# Written instruction 1
From the article on the insurance and pensions Bills, extract the passage from "The Government has" up to and including "Funds Amendment Bill.".

The Government has published three Bills intended to reform the insurance and pensions industry: they are:
- The Insurance and Pensions Commission Amendment Bill,
- The Insurance Bill, and
- The Pension Provident Funds Amendment Bill.
We shall deal with the first one in this Bill Watch and the other two in subsequent bulletins.
The Insurance and Pensions Commission Amendment Bill was gazetted on the 10th September last year and can be accessed on the Veritas website . Its explanatory memorandum is singularly uninformative, so in order to work out what it proposes to do one must examine its provisions in the light of the Act which it will amend, namely the Insurance and Pensions Commission Act.
The Insurance and Pensions Commission Act
The Act, as its name suggests, establishes the Insurance and Pensions Commission to supervise the insurance industry in Zimbabwe. The Commission has the following functions:
- To register and regulate insurance companies, mutual insurance societies, insurance brokers, and pension and provident funds,
- To keep the public informed about the insurance and pension industry, and
- To advise the Minister about the industry.

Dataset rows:
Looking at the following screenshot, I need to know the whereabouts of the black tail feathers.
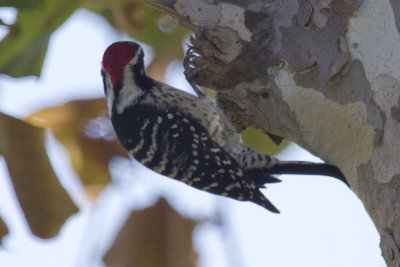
[265,161,350,187]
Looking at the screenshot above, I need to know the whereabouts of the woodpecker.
[101,42,348,213]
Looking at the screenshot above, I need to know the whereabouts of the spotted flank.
[112,104,278,212]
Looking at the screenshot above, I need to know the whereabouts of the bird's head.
[101,41,148,114]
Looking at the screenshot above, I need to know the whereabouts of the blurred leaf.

# Written instruction 2
Please copy the dataset rows above line for line, leaving the pictures out.

# Exercise response 1
The Government has published three Bills intended to reform the insurance and pensions industry: they are:
- The Insurance and Pensions Commission Amendment Bill,
- The Insurance Bill, and
- The Pension Provident Funds Amendment Bill.

# Exercise response 2
Looking at the following screenshot, I need to know the whereabouts of the black tail feathers.
[265,161,350,187]
Looking at the screenshot above, I need to know the whereabouts of the woodpecker.
[101,42,348,213]
Looking at the screenshot above, I need to know the whereabouts of the spotted flank.
[112,104,278,212]
Looking at the screenshot above, I need to know the whereabouts of the bird's head.
[101,41,148,114]
Looking at the screenshot above, I need to know the whereabouts of the blurred leaf.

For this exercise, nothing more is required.